Entries from an annotation dataset:
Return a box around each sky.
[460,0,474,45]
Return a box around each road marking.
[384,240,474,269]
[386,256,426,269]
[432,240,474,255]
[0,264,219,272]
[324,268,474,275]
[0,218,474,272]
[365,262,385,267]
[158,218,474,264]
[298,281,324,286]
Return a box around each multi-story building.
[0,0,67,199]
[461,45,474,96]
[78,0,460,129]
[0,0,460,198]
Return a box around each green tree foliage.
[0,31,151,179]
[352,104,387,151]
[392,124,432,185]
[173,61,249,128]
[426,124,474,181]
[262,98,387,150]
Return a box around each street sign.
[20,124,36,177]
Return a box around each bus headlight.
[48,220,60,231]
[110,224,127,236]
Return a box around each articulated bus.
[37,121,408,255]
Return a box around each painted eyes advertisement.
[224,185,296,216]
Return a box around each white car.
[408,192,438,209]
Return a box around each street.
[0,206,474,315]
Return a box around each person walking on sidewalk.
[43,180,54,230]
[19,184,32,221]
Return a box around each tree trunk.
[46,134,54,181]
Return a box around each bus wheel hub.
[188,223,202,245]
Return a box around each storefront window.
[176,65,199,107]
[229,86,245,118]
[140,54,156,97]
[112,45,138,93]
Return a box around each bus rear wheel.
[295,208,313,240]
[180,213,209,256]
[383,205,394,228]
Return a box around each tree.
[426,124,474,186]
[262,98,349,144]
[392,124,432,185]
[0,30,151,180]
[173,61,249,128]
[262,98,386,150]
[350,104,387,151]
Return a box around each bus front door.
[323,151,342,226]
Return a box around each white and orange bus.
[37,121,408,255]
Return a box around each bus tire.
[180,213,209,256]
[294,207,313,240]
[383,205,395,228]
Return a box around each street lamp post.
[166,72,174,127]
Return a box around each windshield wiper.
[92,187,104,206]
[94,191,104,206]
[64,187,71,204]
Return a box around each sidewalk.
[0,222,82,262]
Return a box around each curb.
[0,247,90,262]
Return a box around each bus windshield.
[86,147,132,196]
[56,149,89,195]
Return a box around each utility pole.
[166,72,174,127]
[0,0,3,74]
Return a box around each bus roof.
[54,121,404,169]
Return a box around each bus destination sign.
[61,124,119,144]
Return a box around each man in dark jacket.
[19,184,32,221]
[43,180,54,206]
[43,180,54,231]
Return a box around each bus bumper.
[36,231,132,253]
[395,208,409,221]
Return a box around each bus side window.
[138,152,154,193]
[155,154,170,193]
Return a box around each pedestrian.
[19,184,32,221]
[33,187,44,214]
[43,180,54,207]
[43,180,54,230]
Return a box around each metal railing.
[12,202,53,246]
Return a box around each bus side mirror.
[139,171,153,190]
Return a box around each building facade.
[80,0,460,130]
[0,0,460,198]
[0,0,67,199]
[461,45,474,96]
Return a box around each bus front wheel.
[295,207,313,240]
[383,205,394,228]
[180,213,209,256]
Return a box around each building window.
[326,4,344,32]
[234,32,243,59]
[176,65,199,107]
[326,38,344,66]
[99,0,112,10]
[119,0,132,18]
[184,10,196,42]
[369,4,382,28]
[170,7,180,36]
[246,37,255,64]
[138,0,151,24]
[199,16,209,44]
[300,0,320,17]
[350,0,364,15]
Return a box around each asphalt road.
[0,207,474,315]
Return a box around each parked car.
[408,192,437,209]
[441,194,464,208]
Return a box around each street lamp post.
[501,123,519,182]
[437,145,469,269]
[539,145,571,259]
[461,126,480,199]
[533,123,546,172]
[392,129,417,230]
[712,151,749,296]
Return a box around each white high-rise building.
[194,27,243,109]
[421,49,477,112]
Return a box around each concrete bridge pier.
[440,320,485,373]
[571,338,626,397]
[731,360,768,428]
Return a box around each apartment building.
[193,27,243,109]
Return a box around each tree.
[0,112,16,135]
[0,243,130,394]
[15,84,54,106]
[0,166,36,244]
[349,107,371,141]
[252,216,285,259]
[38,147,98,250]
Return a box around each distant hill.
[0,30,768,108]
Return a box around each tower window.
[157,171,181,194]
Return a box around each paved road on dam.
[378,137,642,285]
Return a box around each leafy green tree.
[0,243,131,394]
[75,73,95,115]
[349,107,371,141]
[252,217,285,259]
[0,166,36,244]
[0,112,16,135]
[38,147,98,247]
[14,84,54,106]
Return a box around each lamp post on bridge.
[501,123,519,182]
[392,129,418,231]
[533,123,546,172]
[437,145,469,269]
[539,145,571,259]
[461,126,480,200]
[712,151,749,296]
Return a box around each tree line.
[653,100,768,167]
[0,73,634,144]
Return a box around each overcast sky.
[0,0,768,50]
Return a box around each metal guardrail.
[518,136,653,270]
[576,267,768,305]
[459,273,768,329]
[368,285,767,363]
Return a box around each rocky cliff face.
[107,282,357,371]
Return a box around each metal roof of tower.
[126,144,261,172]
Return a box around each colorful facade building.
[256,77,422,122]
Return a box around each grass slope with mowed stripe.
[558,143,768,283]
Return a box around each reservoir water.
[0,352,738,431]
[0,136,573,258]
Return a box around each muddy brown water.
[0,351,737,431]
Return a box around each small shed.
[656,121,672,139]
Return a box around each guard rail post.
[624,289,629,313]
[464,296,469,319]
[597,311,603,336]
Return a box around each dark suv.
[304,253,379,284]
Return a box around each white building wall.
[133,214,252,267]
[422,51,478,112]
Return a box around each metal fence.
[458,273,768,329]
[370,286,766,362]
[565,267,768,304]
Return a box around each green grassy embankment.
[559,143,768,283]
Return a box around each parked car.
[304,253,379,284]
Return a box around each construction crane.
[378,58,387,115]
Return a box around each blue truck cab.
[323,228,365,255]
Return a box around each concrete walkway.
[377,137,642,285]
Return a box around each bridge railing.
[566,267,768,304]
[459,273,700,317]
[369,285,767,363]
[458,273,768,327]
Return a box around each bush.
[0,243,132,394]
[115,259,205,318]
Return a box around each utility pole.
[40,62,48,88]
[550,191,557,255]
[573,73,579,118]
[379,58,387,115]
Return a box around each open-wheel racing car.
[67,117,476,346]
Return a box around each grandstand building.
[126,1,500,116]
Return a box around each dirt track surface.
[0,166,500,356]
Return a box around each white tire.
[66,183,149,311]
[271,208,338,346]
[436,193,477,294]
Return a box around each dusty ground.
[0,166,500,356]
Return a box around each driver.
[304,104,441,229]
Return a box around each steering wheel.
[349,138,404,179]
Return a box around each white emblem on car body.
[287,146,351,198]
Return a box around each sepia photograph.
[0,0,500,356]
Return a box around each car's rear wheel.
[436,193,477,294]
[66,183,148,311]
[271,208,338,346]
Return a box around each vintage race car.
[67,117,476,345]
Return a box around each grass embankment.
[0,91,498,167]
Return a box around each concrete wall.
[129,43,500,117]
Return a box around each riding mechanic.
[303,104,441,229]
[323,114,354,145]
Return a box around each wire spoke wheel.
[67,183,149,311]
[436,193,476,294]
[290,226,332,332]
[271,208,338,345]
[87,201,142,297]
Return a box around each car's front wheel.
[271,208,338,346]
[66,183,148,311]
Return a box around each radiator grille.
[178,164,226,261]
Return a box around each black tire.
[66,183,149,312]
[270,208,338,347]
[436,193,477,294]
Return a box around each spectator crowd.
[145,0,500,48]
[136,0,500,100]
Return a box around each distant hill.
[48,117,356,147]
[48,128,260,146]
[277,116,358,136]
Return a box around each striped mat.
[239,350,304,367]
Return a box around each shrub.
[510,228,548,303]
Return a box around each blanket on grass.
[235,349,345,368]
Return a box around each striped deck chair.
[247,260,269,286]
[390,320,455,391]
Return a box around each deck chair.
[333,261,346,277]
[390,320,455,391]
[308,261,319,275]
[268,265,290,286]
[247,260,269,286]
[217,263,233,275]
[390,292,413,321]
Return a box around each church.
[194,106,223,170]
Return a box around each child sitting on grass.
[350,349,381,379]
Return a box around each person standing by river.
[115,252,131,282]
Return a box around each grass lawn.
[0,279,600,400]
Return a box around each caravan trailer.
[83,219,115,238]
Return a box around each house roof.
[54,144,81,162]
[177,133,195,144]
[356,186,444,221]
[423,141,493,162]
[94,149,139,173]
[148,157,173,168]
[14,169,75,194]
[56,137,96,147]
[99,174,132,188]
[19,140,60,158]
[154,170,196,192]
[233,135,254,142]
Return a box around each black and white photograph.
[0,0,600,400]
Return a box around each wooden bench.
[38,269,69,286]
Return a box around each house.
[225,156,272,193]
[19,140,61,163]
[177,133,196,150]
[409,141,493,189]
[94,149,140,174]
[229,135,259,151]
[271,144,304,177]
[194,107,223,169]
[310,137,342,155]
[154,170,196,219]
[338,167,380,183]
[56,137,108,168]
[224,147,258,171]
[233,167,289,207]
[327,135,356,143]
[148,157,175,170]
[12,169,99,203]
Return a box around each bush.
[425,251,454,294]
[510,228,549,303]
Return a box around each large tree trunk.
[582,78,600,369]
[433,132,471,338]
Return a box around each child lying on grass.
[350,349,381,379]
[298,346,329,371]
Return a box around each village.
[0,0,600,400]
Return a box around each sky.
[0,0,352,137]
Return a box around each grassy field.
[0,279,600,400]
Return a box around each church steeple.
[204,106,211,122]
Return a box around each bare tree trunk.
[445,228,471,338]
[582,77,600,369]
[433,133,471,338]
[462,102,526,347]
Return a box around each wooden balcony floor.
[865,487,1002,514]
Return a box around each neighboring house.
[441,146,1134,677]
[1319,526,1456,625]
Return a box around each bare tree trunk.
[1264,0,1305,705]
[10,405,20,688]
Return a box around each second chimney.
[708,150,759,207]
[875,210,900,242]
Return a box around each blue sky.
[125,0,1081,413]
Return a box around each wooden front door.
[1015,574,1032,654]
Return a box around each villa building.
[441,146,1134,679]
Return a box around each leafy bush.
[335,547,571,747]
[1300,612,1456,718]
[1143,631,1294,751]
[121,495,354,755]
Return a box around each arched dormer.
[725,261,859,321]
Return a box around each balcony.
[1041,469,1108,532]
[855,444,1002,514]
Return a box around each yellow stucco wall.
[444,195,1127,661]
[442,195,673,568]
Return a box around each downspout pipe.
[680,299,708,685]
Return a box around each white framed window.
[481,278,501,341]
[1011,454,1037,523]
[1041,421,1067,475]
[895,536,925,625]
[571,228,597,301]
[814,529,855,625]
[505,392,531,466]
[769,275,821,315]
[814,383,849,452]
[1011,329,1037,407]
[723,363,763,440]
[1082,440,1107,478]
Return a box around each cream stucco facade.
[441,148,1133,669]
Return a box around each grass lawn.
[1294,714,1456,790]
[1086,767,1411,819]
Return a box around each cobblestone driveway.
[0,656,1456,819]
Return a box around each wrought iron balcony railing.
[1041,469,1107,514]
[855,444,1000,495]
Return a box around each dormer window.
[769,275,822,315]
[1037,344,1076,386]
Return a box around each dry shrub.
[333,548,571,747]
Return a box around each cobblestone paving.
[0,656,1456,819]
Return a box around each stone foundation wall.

> [What to produce] Format everything from the beginning of the records down to and including the line that contains "[395,208,409,221]" as a Markdown table with the columns Row and Line. Number each line and omit any blank lines.

> [Response to the task]
| Row | Line |
|---|---|
| 1 | Return a box around each sky. |
| 2 | [460,0,474,45] |
| 3 | Return a box around each road marking. |
| 4 | [384,240,474,269] |
| 5 | [386,256,426,269] |
| 6 | [432,240,474,255] |
| 7 | [0,264,219,272] |
| 8 | [324,268,474,275] |
| 9 | [0,218,474,272] |
| 10 | [365,262,385,267] |
| 11 | [158,218,474,264] |
| 12 | [298,281,324,286] |
| 13 | Return a box around each multi-story building. |
| 14 | [0,0,67,199] |
| 15 | [461,45,474,96] |
| 16 | [78,0,460,129] |
| 17 | [0,0,460,198] |
| 18 | Return a box around each green tree foliage. |
| 19 | [0,31,151,179] |
| 20 | [352,104,387,151] |
| 21 | [392,124,432,185] |
| 22 | [173,61,249,128] |
| 23 | [426,124,474,181] |
| 24 | [262,98,387,150] |
| 25 | Return a box around each street sign. |
| 26 | [20,124,36,177] |
| 27 | Return a box around each bus headlight. |
| 28 | [48,220,60,231] |
| 29 | [110,224,127,236] |
| 30 | Return a box around each articulated bus. |
| 31 | [37,121,408,255] |
| 32 | Return a box around each painted eyes advertisement. |
| 33 | [224,185,296,216] |
| 34 | Return a box around each white car. |
| 35 | [408,192,438,209] |
| 36 | Return a box around each street. |
| 37 | [0,206,474,315] |
| 38 | Return a box around each person walking on sidewalk. |
| 39 | [43,180,54,230] |
| 40 | [19,184,32,221] |
| 41 | Return a box around each tree trunk. |
| 42 | [46,134,54,181] |
| 43 | Return a box around each bus wheel hub. |
| 44 | [188,223,202,245] |
| 45 | Return a box around each storefront window. |
| 46 | [176,65,199,107] |
| 47 | [229,86,245,118] |
| 48 | [140,54,156,97] |
| 49 | [112,45,138,93] |
| 50 | Return a box around each bus rear wheel. |
| 51 | [295,208,313,240] |
| 52 | [180,213,209,256] |
| 53 | [383,205,394,228] |
| 54 | Return a box around each tree. |
| 55 | [426,124,474,186] |
| 56 | [262,98,349,144] |
| 57 | [392,124,432,185] |
| 58 | [0,30,151,180] |
| 59 | [173,61,249,128] |
| 60 | [262,98,386,150] |
| 61 | [350,104,387,151] |
| 62 | Return a box around each bus front door. |
| 63 | [323,151,342,226] |
| 64 | Return a box around each white and orange bus. |
| 65 | [37,121,408,255] |
| 66 | Return a box around each bus tire. |
| 67 | [180,213,209,256] |
| 68 | [294,207,313,240] |
| 69 | [383,205,395,228] |
| 70 | Return a box around each street lamp post. |
| 71 | [166,72,174,127] |
| 72 | Return a box around each windshield wiper. |
| 73 | [92,187,104,206] |
| 74 | [94,191,104,206] |
| 75 | [64,187,71,204] |
| 76 | Return a box around each sidewalk. |
| 77 | [0,222,82,262] |
| 78 | Return a box around each curb. |
| 79 | [0,247,90,262] |
| 80 | Return a box around each bus windshield. |
| 81 | [86,147,132,196] |
| 82 | [56,149,89,195] |
| 83 | Return a box around each utility pole. |
| 84 | [166,72,174,127] |
| 85 | [0,0,3,74] |
| 86 | Return a box around each bus roof. |
| 87 | [54,121,404,169] |
| 88 | Return a box around each bus destination sign. |
| 89 | [61,124,119,144] |
| 90 | Return a box around each man in dark jacket. |
| 91 | [19,184,32,221] |
| 92 | [43,180,54,206] |
| 93 | [43,180,54,231] |
| 94 | Return a box around each bus bumper. |
| 95 | [36,231,132,253] |
| 96 | [395,208,409,221] |